== Text block ==
If you prefer to support the fiat thugs by holding into their tokens, be ready to pay the price.


The logic of Bitcoin maximalists who already revel in dreams that one day, they will relocate to remote islands or citadels while watching the world burn down.

Any human with a moral compass would shudder at the thought of a collapse of Western democracy, but not them: they giggle in anticipation of becoming the new ruling class or at least an exclusive society of mega-rich while those who doubted the Bitcoin religion will have to prostitute their daughters to the nouveau riche.

"Have fun staying poor" is their battle cry. In their twisted libertarian world view, people forced by hunger to toil day in, day out is not violence, but the state taxing incomes is.



Maybe it was relevant 3 years ago but imo at least 4 of his 6 points are not valid anymore


The only value argument of Etherium over Bitcoin is that you can have computation on the blockchain, which is a joke when you consider AWS and Azure exists. The rest are delusional details.


Could you explain precisely, how you might build a $350 billion plausibly neutral, open source, non-gated, cryptographically secure blockchain and smart contract platform with 100% uptime over 6 years on AWS and Azure?


The idea that anyone who is concerned (at least via analogy) about dealing with inflation by knee-caping wages wants to boost bitcoin is, frankly, hilarious.

Ah, baby's first step.


I lost interest in Eth when the “code is law” law was broken. I’m glad I did. I don’t believe proof of steak is the correct solution to the energy required for proof of work. To be clear, a lot of good insight has come from Eth, but I’m not ideologically bought in anymore.

== Task to complete ==
Repeat word for word everything in the Bitcoin and Ethereum comment thread from "If you prefer" down to "taxing incomes is.".

== Raw records ==

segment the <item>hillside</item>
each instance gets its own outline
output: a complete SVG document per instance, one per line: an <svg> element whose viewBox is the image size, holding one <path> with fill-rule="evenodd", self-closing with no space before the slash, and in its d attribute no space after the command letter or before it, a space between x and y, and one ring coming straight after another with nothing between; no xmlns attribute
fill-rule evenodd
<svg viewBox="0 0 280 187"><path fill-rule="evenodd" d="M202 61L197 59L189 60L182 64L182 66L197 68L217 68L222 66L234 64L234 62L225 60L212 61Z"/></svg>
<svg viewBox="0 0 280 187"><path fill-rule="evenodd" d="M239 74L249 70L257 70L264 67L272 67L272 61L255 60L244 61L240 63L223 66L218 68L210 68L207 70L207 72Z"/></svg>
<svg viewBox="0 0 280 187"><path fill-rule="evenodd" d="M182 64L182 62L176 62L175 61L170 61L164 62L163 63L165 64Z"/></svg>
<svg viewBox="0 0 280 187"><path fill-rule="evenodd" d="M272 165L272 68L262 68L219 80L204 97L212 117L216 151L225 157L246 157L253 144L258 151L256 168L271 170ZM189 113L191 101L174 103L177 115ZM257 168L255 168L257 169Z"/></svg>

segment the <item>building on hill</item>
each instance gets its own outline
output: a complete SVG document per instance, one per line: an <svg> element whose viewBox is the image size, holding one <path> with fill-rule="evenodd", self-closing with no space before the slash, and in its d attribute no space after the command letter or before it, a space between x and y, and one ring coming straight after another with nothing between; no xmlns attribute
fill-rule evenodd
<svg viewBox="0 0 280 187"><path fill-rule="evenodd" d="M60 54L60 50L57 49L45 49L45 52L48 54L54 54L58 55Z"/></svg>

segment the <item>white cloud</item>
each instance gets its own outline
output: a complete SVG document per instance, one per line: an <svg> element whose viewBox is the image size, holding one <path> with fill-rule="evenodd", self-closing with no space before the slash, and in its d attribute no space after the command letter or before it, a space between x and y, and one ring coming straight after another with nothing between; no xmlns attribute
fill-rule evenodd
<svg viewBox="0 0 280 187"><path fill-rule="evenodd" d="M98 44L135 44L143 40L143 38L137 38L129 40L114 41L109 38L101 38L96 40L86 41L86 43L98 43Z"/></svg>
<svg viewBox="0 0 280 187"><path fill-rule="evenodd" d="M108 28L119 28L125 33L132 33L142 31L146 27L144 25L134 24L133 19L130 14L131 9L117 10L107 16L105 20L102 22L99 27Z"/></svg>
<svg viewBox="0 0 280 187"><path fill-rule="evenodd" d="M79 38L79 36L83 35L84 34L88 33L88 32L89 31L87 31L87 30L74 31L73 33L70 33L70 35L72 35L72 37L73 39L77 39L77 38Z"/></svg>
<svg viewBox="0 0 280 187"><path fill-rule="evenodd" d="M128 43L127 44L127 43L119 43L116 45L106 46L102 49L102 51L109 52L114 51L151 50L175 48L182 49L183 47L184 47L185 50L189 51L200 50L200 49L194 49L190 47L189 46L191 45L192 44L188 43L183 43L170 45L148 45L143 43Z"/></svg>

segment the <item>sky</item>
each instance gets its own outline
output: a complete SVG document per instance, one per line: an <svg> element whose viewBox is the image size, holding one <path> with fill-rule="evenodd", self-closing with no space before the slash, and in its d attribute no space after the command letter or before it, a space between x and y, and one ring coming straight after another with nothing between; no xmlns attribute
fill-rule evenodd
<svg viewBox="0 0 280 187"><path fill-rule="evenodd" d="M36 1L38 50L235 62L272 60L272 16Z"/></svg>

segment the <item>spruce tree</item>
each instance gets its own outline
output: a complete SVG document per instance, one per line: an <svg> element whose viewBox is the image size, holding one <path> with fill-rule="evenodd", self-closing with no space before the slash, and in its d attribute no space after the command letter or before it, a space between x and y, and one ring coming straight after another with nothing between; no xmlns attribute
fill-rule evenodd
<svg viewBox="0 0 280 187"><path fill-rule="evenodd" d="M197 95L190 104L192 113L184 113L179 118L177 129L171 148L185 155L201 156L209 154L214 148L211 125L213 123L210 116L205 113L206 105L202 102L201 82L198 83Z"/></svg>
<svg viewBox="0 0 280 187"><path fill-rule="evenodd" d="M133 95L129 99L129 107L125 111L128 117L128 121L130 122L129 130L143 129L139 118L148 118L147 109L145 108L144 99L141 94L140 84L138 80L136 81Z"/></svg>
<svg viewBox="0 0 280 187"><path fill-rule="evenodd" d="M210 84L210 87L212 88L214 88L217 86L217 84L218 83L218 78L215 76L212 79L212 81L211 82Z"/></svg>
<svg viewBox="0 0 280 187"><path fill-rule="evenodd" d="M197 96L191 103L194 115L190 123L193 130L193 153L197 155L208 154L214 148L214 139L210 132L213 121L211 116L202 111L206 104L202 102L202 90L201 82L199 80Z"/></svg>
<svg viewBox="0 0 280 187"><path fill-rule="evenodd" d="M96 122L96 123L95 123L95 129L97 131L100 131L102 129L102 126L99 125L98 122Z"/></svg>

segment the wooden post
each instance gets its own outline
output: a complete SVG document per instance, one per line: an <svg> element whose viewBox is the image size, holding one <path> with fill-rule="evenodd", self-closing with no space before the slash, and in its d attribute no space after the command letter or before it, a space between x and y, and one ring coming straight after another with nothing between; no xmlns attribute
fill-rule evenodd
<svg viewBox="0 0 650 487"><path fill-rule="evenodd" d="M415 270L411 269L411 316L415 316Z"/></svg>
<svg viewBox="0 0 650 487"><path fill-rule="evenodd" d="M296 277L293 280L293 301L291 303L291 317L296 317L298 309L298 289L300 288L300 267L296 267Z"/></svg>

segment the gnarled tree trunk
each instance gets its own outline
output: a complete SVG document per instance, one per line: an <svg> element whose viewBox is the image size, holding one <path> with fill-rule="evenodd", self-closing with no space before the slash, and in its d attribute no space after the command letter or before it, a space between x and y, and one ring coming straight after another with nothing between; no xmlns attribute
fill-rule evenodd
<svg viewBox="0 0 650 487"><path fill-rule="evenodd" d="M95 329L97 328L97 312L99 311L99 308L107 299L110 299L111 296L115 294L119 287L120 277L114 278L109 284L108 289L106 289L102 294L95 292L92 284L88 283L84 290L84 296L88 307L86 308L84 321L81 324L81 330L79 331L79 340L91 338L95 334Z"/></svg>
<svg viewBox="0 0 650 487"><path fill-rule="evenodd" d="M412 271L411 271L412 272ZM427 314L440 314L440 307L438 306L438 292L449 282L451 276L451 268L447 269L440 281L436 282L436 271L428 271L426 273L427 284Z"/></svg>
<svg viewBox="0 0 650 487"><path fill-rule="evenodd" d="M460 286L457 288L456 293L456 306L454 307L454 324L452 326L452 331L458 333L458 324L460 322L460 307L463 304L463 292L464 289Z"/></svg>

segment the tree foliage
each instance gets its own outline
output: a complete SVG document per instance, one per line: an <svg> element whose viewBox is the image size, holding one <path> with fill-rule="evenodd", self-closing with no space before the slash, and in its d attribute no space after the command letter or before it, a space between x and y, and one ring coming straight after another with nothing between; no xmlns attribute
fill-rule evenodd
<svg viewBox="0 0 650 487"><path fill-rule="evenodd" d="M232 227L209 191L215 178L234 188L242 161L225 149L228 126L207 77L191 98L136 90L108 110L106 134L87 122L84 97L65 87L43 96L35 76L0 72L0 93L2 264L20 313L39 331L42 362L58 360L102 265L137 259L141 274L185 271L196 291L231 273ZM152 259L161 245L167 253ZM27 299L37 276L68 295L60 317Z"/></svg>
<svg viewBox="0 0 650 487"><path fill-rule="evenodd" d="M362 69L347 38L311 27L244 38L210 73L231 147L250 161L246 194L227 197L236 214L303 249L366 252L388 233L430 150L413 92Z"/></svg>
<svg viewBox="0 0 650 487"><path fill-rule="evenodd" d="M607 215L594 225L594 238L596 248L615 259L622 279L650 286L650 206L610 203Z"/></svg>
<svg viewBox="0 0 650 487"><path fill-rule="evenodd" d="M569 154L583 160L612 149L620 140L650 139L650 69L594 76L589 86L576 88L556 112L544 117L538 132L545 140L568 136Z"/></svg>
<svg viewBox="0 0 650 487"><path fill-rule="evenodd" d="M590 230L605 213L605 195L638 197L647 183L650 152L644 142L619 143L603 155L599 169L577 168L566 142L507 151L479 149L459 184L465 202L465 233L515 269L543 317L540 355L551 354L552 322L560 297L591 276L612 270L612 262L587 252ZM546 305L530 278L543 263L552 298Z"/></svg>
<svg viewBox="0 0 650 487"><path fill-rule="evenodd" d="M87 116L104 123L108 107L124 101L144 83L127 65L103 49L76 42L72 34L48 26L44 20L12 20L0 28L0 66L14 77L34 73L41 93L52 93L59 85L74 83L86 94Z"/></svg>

== Solution for this task ==
If you prefer to support the fiat thugs by holding into their tokens, be ready to pay the price.


The logic of Bitcoin maximalists who already revel in dreams that one day, they will relocate to remote islands or citadels while watching the world burn down.

Any human with a moral compass would shudder at the thought of a collapse of Western democracy, but not them: they giggle in anticipation of becoming the new ruling class or at least an exclusive society of mega-rich while those who doubted the Bitcoin religion will have to prostitute their daughters to the nouveau riche.

"Have fun staying poor" is their battle cry. In their twisted libertarian world view, people forced by hunger to toil day in, day out is not violence, but the state taxing incomes is.